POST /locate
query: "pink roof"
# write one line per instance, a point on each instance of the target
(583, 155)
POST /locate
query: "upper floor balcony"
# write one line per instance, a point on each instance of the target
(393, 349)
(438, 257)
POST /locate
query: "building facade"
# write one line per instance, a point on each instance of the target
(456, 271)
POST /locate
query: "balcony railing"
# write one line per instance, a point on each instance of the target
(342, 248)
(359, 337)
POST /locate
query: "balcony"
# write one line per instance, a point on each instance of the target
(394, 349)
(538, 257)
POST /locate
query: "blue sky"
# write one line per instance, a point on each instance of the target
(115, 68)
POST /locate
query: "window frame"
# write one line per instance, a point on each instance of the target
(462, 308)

## PROBLEM DETAILS:
Looking at the data above, count every line holding the word "query" and state only the count.

## REPLY TO THE TASK:
7